### Stated problem 1
Extract, from the listing that follows the forum thread, the part that opens with its first line and closes with the line containing "pixel 311 685", and repeat those lines exactly.

===== Text provided

# No sound through receiver from PS3



## Guest

Hey folks. I'm wiring my PS3 through my *Yamaha HTR-6050 *Surround Sound Receiver. NO SOUND

The PS3 has an HDMI cable that i connected to the DVD HDMI input on the receiver. Still no sound. Theres some saying that I need to hook up a digital fiber optic cable from the PS3 to the digital optical hookup on the receiver as well. I thought HDMI took care of that? 

Problem. The digital input on the HTR-6050 is a coaxial connection. Now I need to get a digital-coaxial converter? How will my audio be affected? The PS3 is a Blue ray palyer, so I'm trying not to sacrifice any sound quality. But right now there is no sound at all.

I've scoured the net and this seems to be a problem with the receiver. I'm looking for some good advice before I go out and purchase the hardware.

Thanks


----------



## tcarcio

First welcome to the forum. This might be a simple question but did you go into the menu of the reciever and tell it to except audio through hdmi? You need to change the dvd input that you chose to use hdmi. I have A pioneer and I have to do the same thing. You should also check the audio out of the ps3 to make sure it is on the correct output.


----------



## salvasol

Welcome to the forum ...:wave:



djbinding said:


> The PS3 has an HDMI cable that i connected to the DVD HDMI input on the receiver. Still no sound. Theres some saying that I need to hook up a digital fiber optic cable from the PS3 to the digital optical hookup on the receiver as well. I thought HDMI took care of that?


If you use a coax/optical cable you won't be able to decode TrueHD, DTS HD, DTS MA, etc. 

I agree with TC, check the settings first before you do anything (most likely is something that is not setup right).

Does the picture shows fine??? ...Is the problem with the audio only???


----------



## Guest

I'm gonna check the receiver menu, but for now it is accepting video through hdmi, but no audio.


----------



## salvasol

I have bad news for you ...I found this on Ymaha website:



> Can I pass HDMI audio signals through a Yamaha receiver to my TV speakers?
> Yes, All Yamaha HDMI compatible AV receivers can pass through HDMI audio signals. The factory default option allows the receiver to send audio signals coming through the HDMI inputs to the speaker terminals of the receiver. (*With the exception of the HTR-6050*, HTR-6130 and the RX-V363 which only support HDMI audio video pass through.) The HDMI inputs only pass the video signal to the TV monitor. The Other option can be selected in HDMI SET in the receivers Manual Setup Menu. This will enable the receiver to pass the audio signal straight through to the TV. Pleases refer to the owners manual for specific details regarding the HDMI settings.


----------



## Guest

Thanks for the research. So where does this put me? Don't get the converter? Or can i program the receiver?


----------



## salvasol

djbinding said:


> Don't get the converter? Or can i program the receiver?

==========

### Stated problem 2
Please restate the part of the forum thread above that opens with the words containing "If you use a" and closes with "not setup right).", switching "settings" to "configuration" throughout.

===== Exercise input

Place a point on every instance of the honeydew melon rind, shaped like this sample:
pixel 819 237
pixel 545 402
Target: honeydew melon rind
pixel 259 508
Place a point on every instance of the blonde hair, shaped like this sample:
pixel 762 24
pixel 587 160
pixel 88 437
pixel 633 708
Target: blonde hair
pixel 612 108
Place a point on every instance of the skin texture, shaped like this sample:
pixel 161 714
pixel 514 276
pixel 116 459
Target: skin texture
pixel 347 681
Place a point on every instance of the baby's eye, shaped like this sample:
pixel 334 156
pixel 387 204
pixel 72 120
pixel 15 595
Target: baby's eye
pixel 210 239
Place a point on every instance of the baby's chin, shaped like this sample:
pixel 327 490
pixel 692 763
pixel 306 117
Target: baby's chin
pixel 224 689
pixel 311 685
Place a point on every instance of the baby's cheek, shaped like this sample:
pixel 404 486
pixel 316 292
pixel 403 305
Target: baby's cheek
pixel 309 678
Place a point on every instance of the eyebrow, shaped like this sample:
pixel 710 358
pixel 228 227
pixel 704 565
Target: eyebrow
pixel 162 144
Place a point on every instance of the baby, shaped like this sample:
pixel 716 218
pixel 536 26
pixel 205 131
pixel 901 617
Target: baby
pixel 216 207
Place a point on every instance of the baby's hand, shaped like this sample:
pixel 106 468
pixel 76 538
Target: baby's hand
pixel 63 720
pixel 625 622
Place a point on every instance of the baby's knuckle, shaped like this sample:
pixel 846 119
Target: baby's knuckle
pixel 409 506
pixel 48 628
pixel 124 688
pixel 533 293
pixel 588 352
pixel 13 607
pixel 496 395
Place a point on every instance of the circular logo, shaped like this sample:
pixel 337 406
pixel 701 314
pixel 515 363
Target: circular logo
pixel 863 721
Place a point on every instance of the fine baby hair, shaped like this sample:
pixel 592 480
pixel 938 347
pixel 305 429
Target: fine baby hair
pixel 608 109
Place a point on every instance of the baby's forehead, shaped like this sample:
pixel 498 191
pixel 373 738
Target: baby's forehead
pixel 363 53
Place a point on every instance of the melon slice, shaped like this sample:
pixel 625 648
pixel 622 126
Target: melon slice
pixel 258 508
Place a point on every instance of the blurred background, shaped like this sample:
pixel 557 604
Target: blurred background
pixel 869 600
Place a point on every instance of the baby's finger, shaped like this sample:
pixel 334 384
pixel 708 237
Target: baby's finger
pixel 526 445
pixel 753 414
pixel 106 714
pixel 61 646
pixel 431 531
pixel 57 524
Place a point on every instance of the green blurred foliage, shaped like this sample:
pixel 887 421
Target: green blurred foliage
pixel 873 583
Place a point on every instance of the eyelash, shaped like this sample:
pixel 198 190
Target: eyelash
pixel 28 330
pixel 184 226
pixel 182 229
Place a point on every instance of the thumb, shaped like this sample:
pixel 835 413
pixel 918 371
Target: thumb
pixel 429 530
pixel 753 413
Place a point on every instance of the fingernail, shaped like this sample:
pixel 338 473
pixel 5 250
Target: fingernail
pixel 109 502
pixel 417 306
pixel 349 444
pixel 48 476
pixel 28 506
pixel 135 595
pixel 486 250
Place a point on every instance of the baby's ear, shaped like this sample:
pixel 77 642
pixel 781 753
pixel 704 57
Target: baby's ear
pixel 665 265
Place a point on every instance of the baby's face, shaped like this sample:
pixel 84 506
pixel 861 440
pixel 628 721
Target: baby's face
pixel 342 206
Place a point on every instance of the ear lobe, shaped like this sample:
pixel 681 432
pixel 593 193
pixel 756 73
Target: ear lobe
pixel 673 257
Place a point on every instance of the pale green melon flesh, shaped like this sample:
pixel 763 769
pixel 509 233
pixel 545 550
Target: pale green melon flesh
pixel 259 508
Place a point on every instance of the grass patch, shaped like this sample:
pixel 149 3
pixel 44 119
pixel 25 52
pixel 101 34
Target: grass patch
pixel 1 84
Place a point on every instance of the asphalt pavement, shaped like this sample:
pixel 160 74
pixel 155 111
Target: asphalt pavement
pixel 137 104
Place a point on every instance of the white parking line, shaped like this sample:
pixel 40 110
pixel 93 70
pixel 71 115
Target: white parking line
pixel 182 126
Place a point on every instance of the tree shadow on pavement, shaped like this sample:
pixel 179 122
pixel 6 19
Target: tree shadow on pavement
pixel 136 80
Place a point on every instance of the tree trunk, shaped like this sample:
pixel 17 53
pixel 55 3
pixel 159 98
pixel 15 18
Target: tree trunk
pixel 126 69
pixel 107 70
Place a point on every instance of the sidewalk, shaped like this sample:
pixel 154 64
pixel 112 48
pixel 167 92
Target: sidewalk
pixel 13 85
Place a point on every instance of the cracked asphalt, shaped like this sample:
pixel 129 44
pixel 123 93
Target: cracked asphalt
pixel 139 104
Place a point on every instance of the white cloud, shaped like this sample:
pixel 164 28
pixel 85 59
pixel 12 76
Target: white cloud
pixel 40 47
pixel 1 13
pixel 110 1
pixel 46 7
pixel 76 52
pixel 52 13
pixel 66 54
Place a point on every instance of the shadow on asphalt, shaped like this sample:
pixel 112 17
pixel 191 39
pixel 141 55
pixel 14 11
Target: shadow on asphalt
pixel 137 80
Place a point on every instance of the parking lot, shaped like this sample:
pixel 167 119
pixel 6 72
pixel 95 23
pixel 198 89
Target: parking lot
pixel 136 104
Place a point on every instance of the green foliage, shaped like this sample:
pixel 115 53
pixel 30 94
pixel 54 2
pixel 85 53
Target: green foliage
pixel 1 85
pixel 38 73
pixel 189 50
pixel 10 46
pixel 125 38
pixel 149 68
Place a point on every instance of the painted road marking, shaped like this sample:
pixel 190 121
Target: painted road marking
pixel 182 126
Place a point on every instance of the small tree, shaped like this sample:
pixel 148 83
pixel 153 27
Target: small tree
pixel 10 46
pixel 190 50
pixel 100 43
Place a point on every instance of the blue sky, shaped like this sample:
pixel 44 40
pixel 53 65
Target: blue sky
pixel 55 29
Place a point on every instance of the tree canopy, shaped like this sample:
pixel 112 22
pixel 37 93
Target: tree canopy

==========

### Complete answer 1
Place a point on every instance of the honeydew melon rind, shaped like this sample:
pixel 819 237
pixel 545 402
Target: honeydew melon rind
pixel 259 508
Place a point on every instance of the blonde hair, shaped like this sample:
pixel 762 24
pixel 587 160
pixel 88 437
pixel 633 708
Target: blonde hair
pixel 612 108
Place a point on every instance of the skin texture, shaped like this sample:
pixel 161 714
pixel 514 276
pixel 116 459
Target: skin texture
pixel 347 681
Place a point on every instance of the baby's eye, shaped like this sample:
pixel 334 156
pixel 387 204
pixel 72 120
pixel 15 595
Target: baby's eye
pixel 210 239
Place a point on every instance of the baby's chin, shaped like this sample:
pixel 327 490
pixel 692 763
pixel 306 117
Target: baby's chin
pixel 224 689
pixel 311 685

### Complete answer 2
If you use a coax/optical cable you won't be able to decode TrueHD, DTS HD, DTS MA, etc. 

I agree with TC, check the configuration first before you do anything (most likely is something that is not setup right).